Bu eğilim, genç Marx'ın düşüncesini sorgulamaktan çok, onun devrimci
sivriliğini köreltmeyi ve öğretinin özüne bağlı kalarak toplumu değiştirme
işinde ondan yararlanan marksist-leninistlerin saygınlığını azaltmayı
gözetiyor.
Entelektüel kökenleri çok
değişik olmasına karşın, Marx'ın düşüncelerinin özünü, onun idealizme
doğru çekilmesini sağlayacak bir insancılıkta (humanisme) gören tüm bir
yazarlar dizisinde de benzer bir konumun görülmesi oldukça ilginç. Bu
yazarlar arasında tanrıbilimcilere, varoluşçulara, yeni-tomasçılara
raslanır. Bunların ortak kaygısı, bir insan doğa ve görevi görüşünün
yönlendirdiği genç Marx'ın bu düşüncesinin doğruluğunu göstermek ve onu
bu düşüncenin daha sonraki "bozulma"sının karşısına çıkarmaktır. Kuşkusuz
bu insan doğası, yazarına göre azçok tanrısal olmakla birlikte, kendini
tarih içinde hapsettirmeyi kabul etmeyen ve bunun sonucu ütopya kokan bir
sağtörel (moral) ülküyle de özdeşleşir.
Yorumcular arasında ikinci
bir eğilim gösterilebilir. Bu eğilim, 1844 Elyazmaları'nın iktisadi ve
toplumsal içeriğine gözyumarak, Marx'ın düşüncesinin felsefi niteliğini
vurgulamaya dayanan eğilimdir. Onların gözünde özsel olan, Hegel
eleştirisi ve yabancılaşma kuramıdır. Ancak bu eğilimde de ya genç Marx'ın
gerçek felsefi düşüncesini onun olgunlaşmış ve iktisadi düşüncesi
karşısına çıkarmak sözkonusudur, ya da onu büyük klasik (ve idealist)
felsefe akımı ile bütünleştirmek ve marksizmin devrimci değerini üstü
örtük bir biçimde yadsımak.
Sınıflamamız elbette oldukça
kaba ve kestirme. Gerçek daha karmaşıktır ve bir çok geçişler, bu iki öbek
yazarı bir öbekten öbürüne geçirir. Düşüncelerinin ayırtıları çoğu kez
belirsizdir, bazı yönler onları birbirlerine yaklaştırırken, başka bazı
yönler onları birbirinden ayırır. Ama genel olarak, ister Elyazmaları'nın
Kapital'i öncelediğini, ister Marx'ın felsefi düşüncesi ile iktisadi ya da
siyasal yapıtları arasında tam bir kopuntu olduğunu kabul etsinler, hepsi
de 1844 yapıtını bir doruk saymada birleşir ve bu işi de Marx'ı, siyasal
ve toplumsal eylem çukurlarına inmek üzere bu felsefi yükseklikleri
bırakarak, düşmüş olmakla kınamadıkları zaman yaparlar. Ama ne olursa
olsun komünistleri ustalarının düşüncesine bağlı kalmamış olmakla
suçlamaktan da vazgeçmezler.

● ● ● ● ●

**Yapılacaklar:**
**1)** Metin alıntısında "felsefe akımı ile" sözlerini içeren ifadeyle açılıp "suçlamaktan da vazgeçmezler." ile kapanan bölümü hiçbir değişiklik yapmadan yeniden yazın.
**2)** Aşağıdaki ifadelerin her biri metin alıntısıyla uyuşuyor mu? Her biri için evet ya da hayır deyin ve metindeki belirleyici sözleri aynen alıntılayın.
(a) İkinci eğilim, 1844 Elyazmaları'nın iktisadi ve toplumsal içeriğini bir yana bırakıp Marx'ın düşüncesinin felsefi niteliğini öne çıkarır.
(b) Marx'ın düşüncesinin özünü insancılıkta gören yazarlar arasında tanrıbilimciler, varoluşçular ve yeni-tomasçılar bulunur.
(c) Yazar, yaptığı sınıflamayı ayrıntılı ve kesin bulur.

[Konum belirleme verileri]
● ● ● ● ●

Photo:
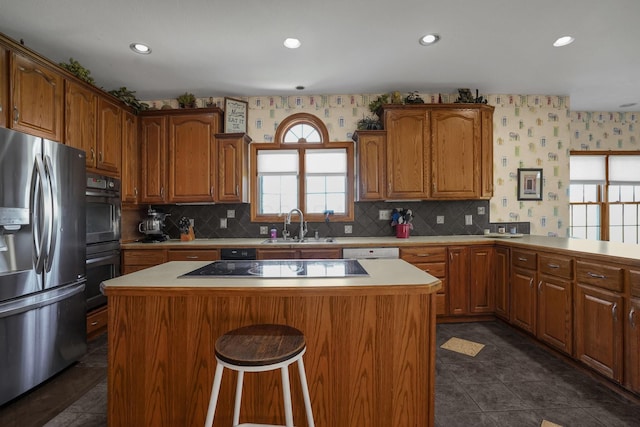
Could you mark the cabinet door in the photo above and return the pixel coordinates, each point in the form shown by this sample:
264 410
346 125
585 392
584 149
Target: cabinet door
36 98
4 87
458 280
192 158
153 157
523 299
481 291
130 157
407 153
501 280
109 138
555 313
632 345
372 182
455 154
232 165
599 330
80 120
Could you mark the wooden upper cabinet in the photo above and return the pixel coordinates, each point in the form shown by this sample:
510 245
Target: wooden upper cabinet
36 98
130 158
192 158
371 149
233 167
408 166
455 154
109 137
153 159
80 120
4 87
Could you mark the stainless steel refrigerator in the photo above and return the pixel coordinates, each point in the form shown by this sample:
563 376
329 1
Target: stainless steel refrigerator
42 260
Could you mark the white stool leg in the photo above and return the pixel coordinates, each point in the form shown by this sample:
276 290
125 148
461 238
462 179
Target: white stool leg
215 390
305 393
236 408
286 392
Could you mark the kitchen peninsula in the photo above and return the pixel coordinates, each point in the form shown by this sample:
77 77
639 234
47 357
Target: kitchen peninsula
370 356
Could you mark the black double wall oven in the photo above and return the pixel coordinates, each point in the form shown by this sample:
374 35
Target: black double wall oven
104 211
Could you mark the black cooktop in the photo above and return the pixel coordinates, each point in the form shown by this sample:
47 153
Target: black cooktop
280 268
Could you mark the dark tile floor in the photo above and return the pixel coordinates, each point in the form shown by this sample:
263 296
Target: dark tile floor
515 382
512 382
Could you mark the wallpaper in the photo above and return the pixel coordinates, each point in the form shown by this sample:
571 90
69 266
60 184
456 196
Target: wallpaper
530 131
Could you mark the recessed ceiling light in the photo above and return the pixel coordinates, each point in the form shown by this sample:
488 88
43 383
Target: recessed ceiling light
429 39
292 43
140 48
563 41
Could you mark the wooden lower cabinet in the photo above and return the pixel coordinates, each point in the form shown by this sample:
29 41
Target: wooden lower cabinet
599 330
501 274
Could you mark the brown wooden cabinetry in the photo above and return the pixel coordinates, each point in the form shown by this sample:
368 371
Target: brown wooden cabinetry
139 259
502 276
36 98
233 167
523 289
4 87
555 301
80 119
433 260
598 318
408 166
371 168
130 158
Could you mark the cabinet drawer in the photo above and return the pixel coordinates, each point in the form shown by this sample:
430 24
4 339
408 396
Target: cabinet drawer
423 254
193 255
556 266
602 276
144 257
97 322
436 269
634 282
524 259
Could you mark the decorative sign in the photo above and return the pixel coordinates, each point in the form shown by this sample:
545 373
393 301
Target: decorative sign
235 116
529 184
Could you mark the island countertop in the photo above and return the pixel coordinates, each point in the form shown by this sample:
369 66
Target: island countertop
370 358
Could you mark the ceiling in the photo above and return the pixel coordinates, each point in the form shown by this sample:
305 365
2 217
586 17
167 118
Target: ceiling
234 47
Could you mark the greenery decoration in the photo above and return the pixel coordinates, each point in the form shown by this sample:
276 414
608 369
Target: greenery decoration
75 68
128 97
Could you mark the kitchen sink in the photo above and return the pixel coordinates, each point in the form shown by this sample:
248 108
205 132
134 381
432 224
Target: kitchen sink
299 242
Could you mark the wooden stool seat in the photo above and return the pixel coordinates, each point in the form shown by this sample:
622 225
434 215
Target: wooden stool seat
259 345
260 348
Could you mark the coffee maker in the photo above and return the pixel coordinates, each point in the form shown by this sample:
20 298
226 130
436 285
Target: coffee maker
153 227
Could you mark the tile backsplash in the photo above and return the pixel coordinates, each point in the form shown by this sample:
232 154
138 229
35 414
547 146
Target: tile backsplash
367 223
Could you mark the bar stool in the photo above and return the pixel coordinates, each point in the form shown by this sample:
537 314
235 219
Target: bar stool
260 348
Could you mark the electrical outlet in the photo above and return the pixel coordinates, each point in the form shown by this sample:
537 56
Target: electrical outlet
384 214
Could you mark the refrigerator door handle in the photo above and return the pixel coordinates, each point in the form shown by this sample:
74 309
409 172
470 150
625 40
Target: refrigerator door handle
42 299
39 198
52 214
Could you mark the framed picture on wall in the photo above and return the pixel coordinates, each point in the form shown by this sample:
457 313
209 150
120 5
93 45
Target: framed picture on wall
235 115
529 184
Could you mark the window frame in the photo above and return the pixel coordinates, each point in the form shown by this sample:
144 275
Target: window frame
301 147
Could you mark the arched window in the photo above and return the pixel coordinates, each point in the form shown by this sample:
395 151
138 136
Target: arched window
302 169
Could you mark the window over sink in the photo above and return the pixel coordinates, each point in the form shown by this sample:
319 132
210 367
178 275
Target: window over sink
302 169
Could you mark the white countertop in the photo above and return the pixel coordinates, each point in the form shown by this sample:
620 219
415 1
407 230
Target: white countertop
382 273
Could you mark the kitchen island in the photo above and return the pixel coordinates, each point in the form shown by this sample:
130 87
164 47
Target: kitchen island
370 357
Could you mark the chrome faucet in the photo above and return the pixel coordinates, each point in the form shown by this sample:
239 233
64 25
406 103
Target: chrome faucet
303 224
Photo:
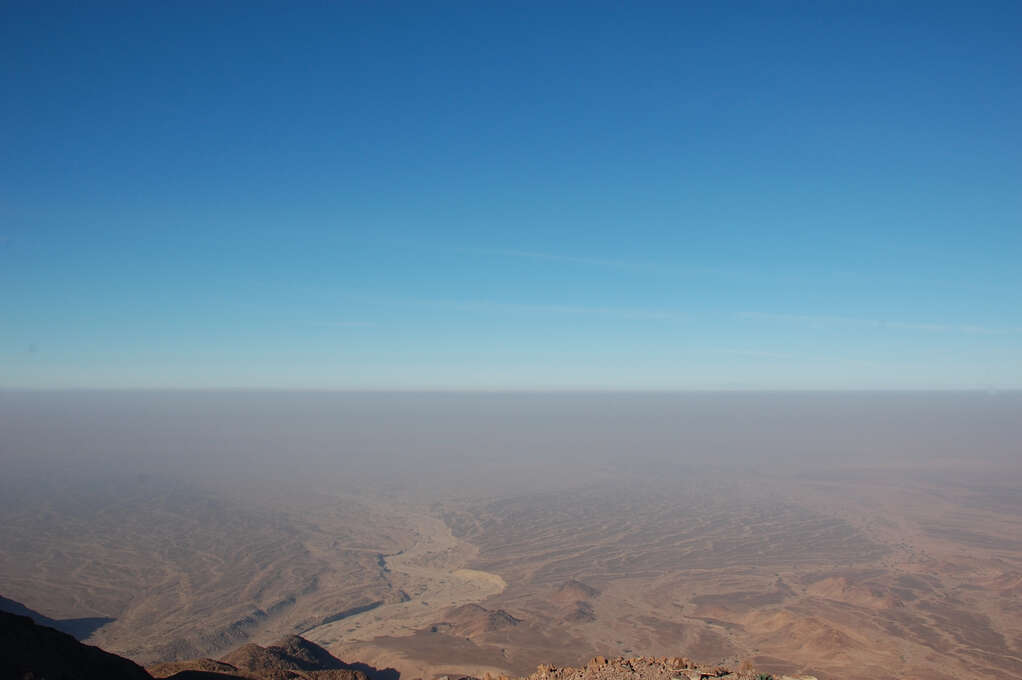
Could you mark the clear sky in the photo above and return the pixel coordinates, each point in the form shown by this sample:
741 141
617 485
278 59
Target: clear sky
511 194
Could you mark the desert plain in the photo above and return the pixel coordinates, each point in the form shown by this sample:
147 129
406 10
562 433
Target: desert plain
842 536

● ● ● ● ●

**Tam Yanıtlar:**
**1)**
felsefe akımı ile bütünleştirmek ve marksizmin devrimci değerini üstü
örtük bir biçimde yadsımak.
Sınıflamamız elbette oldukça
kaba ve kestirme. Gerçek daha karmaşıktır ve bir çok geçişler, bu iki öbek
yazarı bir öbekten öbürüne geçirir. Düşüncelerinin ayırtıları çoğu kez
belirsizdir, bazı yönler onları birbirlerine yaklaştırırken, başka bazı
yönler onları birbirinden ayırır. Ama genel olarak, ister Elyazmaları'nın
Kapital'i öncelediğini, ister Marx'ın felsefi düşüncesi ile iktisadi ya da
siyasal yapıtları arasında tam bir kopuntu olduğunu kabul etsinler, hepsi
de 1844 yapıtını bir doruk saymada birleşir ve bu işi de Marx'ı, siyasal
ve toplumsal eylem çukurlarına inmek üzere bu felsefi yükseklikleri
bırakarak, düşmüş olmakla kınamadıkları zaman yaparlar. Ama ne olursa
olsun komünistleri ustalarının düşüncesine bağlı kalmamış olmakla
suçlamaktan da vazgeçmezler.

**2)**
(a) Evet: "Bu eğilim, 1844 Elyazmaları'nın iktisadi ve toplumsal içeriğine gözyumarak, Marx'ın düşüncesinin felsefi niteliğini vurgulamaya dayanan eğilimdir."
(b) Evet: "Bu yazarlar arasında tanrıbilimcilere, varoluşçulara, yeni-tomasçılara raslanır."
(c) Hayır: "Sınıflamamız elbette oldukça kaba ve kestirme."